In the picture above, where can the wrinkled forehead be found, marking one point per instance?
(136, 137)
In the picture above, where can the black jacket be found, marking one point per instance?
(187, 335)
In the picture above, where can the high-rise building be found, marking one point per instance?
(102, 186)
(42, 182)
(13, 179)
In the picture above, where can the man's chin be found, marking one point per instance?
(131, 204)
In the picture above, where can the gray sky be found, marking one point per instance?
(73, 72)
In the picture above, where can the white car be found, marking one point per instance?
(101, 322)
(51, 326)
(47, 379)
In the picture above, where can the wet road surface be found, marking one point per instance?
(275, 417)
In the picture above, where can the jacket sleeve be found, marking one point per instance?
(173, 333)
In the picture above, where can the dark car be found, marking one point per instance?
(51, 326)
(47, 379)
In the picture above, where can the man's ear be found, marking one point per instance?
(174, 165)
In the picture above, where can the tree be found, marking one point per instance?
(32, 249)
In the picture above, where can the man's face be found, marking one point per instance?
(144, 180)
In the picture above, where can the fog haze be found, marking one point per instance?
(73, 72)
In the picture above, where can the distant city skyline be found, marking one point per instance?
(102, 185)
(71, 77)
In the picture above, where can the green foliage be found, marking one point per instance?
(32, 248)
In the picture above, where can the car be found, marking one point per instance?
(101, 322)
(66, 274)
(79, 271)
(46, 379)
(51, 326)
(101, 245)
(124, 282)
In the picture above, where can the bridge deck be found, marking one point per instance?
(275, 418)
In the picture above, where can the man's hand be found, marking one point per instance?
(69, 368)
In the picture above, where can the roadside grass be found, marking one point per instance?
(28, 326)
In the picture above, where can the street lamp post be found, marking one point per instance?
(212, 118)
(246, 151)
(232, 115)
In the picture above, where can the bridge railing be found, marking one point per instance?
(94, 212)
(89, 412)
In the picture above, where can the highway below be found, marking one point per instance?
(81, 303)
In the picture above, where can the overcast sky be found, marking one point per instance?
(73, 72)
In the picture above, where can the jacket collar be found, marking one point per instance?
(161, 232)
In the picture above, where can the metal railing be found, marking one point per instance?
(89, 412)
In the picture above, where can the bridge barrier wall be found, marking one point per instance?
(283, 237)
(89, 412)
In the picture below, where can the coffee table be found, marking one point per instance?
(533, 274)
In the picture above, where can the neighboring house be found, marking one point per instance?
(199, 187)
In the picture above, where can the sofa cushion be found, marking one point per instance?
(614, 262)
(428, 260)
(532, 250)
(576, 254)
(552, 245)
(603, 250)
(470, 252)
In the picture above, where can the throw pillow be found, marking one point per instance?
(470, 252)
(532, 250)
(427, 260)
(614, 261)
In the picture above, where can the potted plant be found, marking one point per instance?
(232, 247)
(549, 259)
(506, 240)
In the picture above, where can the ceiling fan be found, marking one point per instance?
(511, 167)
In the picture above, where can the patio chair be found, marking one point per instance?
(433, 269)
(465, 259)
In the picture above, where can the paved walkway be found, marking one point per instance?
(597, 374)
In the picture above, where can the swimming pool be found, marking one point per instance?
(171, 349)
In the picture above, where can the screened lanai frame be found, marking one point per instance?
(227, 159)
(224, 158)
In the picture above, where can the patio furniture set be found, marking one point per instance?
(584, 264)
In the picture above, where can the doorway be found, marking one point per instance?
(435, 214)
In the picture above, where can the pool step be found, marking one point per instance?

--- --- ---

*DESCRIPTION OF THE TASK*:
Print all of the lines above again, word for word and in the same order.

*EXERCISE ANSWER*:
In the picture above, where can the wrinkled forehead be found, marking one point per instance?
(136, 137)
In the picture above, where can the black jacket be found, marking one point per instance?
(187, 335)
In the picture above, where can the high-rise building be found, marking one point per instance?
(102, 186)
(42, 182)
(13, 179)
In the picture above, where can the man's chin be found, marking one point per instance?
(131, 204)
In the picture above, where can the gray sky be found, marking one point per instance?
(73, 72)
In the picture above, where can the white car be found, marking one point per instance?
(101, 322)
(51, 326)
(47, 379)
In the picture above, where can the wet road surface be found, marking one point per instance?
(275, 417)
In the picture above, where can the jacket sleeve be found, marking one point per instance?
(173, 333)
In the picture above, where can the dark car be found, marking one point per instance?
(51, 326)
(47, 379)
In the picture above, where can the man's ear be found, marking one point per instance?
(174, 165)
In the picture above, where can the tree be found, marking one point per instance?
(32, 249)
In the picture above, where can the man's face be found, marking one point per instance?
(144, 180)
In the picture above, where can the fog haze be found, marking one point per instance?
(73, 72)
In the picture above, where can the distant city skyline be found, marking one point per instance?
(102, 185)
(71, 77)
In the picture above, where can the green foliage be found, marking one point per instance?
(32, 248)
In the picture above, where can the car be found, marking one point per instance?
(101, 322)
(66, 274)
(79, 271)
(46, 379)
(51, 326)
(101, 245)
(124, 282)
In the picture above, where can the bridge deck be found, marking one point per instance?
(275, 418)
In the picture above, where can the man's hand be found, marking one point per instance?
(69, 368)
In the picture above, where can the roadside grass be found, marking one point per instance?
(28, 326)
In the picture above, where can the street lamp post be found, marking one point per instance?
(212, 118)
(246, 151)
(232, 115)
In the picture above, where can the bridge railing be found, marking one point per instance?
(94, 212)
(89, 412)
In the picture above, where can the highway below be found, marking one point per instance?
(81, 303)
In the picture above, where can the overcast sky be found, marking one point per instance?
(73, 72)
In the picture above, where can the jacket collar be found, marking one point per instance?
(161, 232)
In the picture above, where can the metal railing be found, marking one point per instance?
(89, 412)
In the picture above, where can the bridge barrier wall be found, marking one point per instance?
(283, 237)
(89, 412)
In the picture below, where can the coffee table be found, marking one point per instance?
(533, 274)
In the picture above, where can the neighboring house be found, marking one point per instance?
(199, 187)
In the picture above, where can the sofa cushion be found, marking one point per instance?
(614, 262)
(428, 260)
(532, 250)
(576, 254)
(552, 245)
(603, 250)
(470, 252)
In the picture above, where can the throw pillow be found, marking one point per instance?
(470, 252)
(532, 250)
(427, 260)
(614, 261)
In the picture above, where can the potted plant be found, marking one point per instance?
(232, 247)
(549, 259)
(506, 240)
In the picture above, where can the ceiling fan be found, marking one point per instance?
(511, 167)
In the picture above, where can the patio chair be found, marking one point per instance?
(433, 269)
(465, 259)
In the picture above, where can the paved walkway be found, marking one point per instance?
(597, 374)
In the picture above, where can the swimming pool be found, marking one point per instance?
(171, 349)
In the picture above, where can the screened lanai frame be found, marking one point per instance?
(227, 159)
(224, 158)
In the picture above, where can the patio furniture set be found, marking one point per instance?
(584, 264)
In the picture above, where can the doorway be found, marking one point per instance?
(435, 214)
In the picture above, where can the pool step be found, marking one point per instance?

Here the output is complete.